Dataset excerpts on object pointing
▬▬▬▬▬▬▬▬▬▬

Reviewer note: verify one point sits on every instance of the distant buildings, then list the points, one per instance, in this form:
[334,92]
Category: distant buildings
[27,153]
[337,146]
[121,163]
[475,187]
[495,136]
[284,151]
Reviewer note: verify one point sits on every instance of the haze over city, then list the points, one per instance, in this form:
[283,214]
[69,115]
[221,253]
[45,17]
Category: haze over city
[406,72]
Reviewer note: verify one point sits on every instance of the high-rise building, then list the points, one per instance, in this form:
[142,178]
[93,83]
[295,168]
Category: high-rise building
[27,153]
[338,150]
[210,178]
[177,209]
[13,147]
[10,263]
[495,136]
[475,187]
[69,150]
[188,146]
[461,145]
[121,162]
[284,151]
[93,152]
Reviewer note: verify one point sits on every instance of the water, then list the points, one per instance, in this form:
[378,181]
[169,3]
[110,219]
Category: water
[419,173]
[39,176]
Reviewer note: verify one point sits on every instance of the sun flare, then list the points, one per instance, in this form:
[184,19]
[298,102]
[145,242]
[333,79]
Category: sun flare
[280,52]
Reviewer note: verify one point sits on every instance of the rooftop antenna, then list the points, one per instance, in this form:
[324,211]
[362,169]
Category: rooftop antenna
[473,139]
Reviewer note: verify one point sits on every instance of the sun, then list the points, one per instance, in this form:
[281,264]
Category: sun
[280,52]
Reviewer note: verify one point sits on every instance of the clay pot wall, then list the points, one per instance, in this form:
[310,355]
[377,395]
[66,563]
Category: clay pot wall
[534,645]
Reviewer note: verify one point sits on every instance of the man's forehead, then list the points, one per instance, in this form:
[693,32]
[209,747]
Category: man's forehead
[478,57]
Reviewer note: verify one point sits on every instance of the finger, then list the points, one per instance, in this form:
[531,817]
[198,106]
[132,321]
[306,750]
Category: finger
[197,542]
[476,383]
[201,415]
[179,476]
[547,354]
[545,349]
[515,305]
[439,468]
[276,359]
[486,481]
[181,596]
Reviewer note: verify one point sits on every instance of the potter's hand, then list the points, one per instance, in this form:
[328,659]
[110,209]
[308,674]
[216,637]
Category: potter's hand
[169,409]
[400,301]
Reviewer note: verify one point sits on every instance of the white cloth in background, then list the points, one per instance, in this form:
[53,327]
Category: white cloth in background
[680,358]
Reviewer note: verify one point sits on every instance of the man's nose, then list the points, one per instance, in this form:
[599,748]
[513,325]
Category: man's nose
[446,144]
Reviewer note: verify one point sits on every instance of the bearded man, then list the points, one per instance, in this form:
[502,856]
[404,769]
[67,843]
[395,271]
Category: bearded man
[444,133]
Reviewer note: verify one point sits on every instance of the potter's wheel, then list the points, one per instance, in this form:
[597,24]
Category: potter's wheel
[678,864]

▬▬▬▬▬▬▬▬▬▬

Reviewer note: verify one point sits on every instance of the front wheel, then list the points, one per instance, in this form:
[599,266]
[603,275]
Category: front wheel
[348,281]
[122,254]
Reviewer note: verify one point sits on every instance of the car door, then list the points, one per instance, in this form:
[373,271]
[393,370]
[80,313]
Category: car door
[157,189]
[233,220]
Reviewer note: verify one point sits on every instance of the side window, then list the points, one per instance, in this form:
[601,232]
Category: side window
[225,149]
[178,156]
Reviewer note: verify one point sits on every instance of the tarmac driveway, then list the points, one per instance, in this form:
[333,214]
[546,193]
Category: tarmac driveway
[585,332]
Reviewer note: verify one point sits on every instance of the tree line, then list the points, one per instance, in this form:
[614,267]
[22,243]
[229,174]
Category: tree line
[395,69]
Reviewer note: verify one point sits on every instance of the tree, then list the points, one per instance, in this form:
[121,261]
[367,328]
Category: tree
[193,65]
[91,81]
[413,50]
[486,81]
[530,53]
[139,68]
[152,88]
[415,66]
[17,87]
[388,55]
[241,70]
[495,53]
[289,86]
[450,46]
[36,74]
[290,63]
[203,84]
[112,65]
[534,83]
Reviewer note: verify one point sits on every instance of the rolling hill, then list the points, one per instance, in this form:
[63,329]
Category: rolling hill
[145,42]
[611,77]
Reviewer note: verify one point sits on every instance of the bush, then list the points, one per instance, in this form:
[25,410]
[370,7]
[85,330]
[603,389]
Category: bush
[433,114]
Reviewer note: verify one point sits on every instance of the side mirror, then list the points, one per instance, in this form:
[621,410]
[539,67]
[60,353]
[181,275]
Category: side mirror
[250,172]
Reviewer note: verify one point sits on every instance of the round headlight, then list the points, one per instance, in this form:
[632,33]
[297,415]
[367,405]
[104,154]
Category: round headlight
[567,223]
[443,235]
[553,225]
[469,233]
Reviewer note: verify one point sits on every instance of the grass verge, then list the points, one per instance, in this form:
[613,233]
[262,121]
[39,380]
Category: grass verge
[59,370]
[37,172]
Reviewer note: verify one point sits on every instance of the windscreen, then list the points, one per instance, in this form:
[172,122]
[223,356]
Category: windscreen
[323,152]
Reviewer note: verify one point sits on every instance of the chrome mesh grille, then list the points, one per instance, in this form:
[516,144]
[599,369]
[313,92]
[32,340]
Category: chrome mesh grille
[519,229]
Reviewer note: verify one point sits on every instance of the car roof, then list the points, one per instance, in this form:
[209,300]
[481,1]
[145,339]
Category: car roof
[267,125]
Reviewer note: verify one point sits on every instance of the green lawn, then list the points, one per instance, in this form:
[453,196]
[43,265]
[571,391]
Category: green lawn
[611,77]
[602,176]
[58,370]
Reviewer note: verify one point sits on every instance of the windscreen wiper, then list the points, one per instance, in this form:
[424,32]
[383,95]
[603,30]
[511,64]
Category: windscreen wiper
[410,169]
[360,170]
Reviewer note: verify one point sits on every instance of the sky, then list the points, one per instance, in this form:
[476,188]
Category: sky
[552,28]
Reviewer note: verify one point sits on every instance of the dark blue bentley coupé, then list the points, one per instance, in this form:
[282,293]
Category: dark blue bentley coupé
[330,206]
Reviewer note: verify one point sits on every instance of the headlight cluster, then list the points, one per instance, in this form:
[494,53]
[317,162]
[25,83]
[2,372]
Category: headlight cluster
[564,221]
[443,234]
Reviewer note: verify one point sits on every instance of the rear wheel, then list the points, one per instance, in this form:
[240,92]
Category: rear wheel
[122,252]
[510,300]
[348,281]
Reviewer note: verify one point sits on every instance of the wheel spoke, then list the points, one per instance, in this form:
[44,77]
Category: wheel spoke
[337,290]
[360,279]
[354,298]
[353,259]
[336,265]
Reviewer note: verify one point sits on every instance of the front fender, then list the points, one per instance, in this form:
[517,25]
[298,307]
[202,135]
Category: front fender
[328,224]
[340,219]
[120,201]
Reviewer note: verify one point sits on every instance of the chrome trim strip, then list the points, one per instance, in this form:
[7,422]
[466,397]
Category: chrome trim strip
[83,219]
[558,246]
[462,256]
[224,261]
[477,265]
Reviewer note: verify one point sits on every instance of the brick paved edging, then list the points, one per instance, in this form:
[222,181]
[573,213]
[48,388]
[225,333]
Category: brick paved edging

▬▬▬▬▬▬▬▬▬▬

From the rows above, copy out each line that contains the word "haze".

## Response to this task
Reviewer note: verify one point sits on every instance of the haze over city, then list the points, one per instance, in this form:
Category: haze over city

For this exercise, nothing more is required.